#### Records
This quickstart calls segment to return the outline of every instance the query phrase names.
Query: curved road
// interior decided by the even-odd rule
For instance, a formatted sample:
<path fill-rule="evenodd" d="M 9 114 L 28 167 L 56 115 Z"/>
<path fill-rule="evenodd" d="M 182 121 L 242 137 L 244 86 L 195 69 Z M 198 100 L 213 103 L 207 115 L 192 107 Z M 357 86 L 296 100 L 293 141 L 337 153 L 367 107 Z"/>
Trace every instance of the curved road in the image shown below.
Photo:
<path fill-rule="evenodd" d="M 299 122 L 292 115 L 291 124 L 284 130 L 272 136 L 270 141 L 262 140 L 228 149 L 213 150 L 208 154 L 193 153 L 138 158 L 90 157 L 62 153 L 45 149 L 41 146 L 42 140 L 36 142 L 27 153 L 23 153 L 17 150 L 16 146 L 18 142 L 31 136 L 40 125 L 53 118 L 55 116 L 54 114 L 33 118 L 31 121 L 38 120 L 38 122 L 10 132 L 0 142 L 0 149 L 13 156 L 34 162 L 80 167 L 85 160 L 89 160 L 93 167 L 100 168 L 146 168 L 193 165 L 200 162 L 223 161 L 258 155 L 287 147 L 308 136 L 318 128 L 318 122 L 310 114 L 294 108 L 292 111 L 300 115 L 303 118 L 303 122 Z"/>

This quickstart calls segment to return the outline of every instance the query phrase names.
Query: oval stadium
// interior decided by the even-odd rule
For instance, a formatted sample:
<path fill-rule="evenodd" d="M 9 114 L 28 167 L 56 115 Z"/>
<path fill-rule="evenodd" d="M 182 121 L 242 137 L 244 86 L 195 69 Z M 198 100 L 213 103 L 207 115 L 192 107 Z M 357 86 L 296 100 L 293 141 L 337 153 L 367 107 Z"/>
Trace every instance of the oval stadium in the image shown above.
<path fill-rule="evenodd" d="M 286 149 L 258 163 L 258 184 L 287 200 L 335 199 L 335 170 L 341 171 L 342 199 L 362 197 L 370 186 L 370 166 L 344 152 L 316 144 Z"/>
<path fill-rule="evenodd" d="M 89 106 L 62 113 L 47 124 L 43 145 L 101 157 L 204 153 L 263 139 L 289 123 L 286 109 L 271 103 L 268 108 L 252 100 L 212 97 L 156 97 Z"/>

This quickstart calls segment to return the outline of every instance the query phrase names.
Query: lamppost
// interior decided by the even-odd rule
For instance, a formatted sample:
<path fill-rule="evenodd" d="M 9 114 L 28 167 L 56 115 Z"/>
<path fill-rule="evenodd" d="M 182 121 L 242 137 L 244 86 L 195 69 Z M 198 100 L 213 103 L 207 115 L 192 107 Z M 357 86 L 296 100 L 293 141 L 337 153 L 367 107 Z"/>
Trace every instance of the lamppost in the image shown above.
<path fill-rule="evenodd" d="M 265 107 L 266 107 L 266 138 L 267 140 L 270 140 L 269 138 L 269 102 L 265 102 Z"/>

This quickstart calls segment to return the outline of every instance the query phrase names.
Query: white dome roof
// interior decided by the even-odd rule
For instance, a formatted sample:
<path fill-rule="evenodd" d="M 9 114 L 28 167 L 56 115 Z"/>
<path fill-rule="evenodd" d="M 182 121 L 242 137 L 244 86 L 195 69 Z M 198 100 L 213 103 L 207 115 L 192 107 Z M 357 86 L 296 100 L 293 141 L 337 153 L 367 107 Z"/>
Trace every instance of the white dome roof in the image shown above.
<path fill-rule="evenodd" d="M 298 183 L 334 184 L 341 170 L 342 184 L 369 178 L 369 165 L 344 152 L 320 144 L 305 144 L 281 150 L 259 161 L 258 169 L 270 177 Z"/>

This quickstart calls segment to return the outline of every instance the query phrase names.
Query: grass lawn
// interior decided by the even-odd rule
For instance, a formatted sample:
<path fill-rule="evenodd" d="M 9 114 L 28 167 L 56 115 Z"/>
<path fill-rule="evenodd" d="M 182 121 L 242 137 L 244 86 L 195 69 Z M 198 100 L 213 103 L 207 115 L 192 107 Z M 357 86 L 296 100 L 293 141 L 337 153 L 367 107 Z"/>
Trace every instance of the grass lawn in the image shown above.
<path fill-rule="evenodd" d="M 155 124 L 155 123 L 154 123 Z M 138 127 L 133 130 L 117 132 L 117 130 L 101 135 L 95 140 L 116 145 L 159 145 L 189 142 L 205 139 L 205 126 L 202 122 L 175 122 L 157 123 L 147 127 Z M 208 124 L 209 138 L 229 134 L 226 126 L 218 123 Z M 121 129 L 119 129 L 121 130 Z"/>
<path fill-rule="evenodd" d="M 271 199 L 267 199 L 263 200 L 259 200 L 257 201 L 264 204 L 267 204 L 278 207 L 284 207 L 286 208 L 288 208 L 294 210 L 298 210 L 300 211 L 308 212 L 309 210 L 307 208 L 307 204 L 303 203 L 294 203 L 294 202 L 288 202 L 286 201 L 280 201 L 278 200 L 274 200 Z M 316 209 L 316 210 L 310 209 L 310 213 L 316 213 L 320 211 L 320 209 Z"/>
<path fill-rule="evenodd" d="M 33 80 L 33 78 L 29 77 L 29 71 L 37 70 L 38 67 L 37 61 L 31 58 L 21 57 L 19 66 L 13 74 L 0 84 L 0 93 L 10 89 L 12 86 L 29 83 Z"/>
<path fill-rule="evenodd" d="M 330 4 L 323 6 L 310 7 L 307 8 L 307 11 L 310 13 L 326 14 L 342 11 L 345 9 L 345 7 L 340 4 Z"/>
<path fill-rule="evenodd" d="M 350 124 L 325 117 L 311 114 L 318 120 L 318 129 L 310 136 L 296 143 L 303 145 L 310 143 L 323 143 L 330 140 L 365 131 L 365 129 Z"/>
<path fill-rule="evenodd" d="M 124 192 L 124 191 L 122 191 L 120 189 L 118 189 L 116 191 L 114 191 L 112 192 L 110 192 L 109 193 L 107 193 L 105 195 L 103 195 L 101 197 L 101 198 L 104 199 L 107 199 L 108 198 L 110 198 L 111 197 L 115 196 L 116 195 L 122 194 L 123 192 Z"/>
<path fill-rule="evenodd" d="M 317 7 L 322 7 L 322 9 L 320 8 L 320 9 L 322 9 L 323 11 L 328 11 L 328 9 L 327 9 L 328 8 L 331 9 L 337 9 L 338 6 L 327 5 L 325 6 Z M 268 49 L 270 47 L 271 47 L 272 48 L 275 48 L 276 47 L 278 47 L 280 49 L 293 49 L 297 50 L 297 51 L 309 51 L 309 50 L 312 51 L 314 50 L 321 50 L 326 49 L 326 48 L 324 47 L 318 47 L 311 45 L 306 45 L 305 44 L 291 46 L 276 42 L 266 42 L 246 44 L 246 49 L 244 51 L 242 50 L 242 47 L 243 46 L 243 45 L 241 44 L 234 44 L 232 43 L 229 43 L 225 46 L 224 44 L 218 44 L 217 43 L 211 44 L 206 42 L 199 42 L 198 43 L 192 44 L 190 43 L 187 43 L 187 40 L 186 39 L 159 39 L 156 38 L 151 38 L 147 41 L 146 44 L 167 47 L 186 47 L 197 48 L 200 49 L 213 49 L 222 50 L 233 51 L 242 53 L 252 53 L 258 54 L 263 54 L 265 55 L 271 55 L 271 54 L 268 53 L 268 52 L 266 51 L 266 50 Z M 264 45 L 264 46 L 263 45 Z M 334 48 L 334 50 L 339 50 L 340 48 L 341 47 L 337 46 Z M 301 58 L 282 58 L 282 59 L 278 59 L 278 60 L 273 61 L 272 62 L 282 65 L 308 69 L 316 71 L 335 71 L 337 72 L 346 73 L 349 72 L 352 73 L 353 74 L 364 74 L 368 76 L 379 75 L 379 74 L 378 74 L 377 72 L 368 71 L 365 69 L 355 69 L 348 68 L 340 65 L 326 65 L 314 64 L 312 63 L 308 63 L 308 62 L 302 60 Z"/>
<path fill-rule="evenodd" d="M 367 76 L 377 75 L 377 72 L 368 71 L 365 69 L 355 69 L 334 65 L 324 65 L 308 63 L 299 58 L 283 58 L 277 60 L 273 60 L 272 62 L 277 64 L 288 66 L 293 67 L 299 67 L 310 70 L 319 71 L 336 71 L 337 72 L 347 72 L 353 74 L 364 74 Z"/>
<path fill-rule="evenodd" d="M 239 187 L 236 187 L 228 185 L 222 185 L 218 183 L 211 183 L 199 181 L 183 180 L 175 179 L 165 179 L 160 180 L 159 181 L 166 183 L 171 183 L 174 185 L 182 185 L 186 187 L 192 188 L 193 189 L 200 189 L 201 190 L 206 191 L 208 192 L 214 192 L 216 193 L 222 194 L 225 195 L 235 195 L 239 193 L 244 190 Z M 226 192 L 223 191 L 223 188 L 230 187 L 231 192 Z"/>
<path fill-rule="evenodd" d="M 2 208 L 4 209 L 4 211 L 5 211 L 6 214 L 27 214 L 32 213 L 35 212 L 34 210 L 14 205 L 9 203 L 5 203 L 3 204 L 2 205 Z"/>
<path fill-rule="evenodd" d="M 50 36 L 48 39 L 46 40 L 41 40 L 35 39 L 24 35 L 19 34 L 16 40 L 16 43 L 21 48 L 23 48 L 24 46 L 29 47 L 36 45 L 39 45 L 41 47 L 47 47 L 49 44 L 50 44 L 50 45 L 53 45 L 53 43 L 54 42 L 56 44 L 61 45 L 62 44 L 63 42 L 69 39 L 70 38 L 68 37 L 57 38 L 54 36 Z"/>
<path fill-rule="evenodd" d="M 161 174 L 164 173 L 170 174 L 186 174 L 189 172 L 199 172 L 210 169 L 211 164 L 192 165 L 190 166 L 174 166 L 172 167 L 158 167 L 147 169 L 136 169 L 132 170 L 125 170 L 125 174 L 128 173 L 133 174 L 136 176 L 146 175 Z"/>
########
§ Exercise details
Edit the material from its first line up to and including the line with "299 122 L 292", replacing "curved road" with "winding road" and changing nothing else. Return only those lines.

§ The output
This quickstart calls segment to return the outline of every instance the query phrase names.
Query: winding road
// interior decided by the even-odd rule
For instance, a formatted sample:
<path fill-rule="evenodd" d="M 9 114 L 28 167 L 56 115 Z"/>
<path fill-rule="evenodd" d="M 182 121 L 242 137 L 244 86 L 195 69 Z M 198 100 L 213 103 L 207 115 L 192 107 Z M 357 86 L 296 100 L 293 141 L 337 153 L 367 107 Z"/>
Trace every instance of the winding road in the image shown below.
Photo:
<path fill-rule="evenodd" d="M 299 122 L 292 115 L 291 124 L 284 130 L 272 136 L 270 141 L 262 140 L 228 149 L 213 150 L 208 154 L 193 153 L 138 158 L 90 157 L 62 153 L 45 149 L 41 146 L 42 140 L 36 142 L 27 153 L 23 153 L 17 150 L 16 146 L 18 142 L 31 136 L 40 125 L 53 118 L 55 116 L 54 114 L 33 118 L 31 121 L 38 120 L 38 122 L 10 132 L 0 142 L 0 149 L 13 156 L 34 162 L 80 167 L 85 160 L 89 160 L 93 167 L 100 168 L 146 168 L 193 165 L 200 162 L 223 161 L 258 155 L 287 147 L 308 136 L 318 128 L 318 122 L 310 114 L 294 108 L 292 111 L 300 115 L 303 118 L 303 122 Z"/>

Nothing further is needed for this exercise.